● **Your instructions**: All the entries that follow are to be returned exactly.

● **Dataset entries**:
------------------------------------
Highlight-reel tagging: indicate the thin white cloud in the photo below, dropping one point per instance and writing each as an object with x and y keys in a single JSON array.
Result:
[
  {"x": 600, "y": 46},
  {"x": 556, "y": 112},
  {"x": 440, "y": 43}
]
------------------------------------
● **Written answer**:
Highlight-reel tagging: indicate the thin white cloud in the photo below, dropping one point per instance and writing each as an object with x and y keys in a single JSON array.
Result:
[
  {"x": 600, "y": 46},
  {"x": 556, "y": 112},
  {"x": 440, "y": 43}
]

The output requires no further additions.